■ Set problem:
Please reproduce the lines below word for word, leaving out the pictures.
* begin *
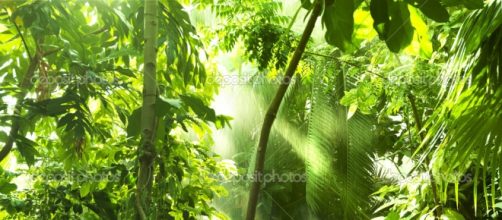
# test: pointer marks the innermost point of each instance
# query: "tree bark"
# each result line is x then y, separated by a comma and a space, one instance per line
146, 149
273, 109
* end *
■ Exercise response:
# test: pointer marks the innermost point of each instance
# query: "tree bark"
# each result line is x then y, separated by a comma and a space, one instance per line
146, 149
273, 109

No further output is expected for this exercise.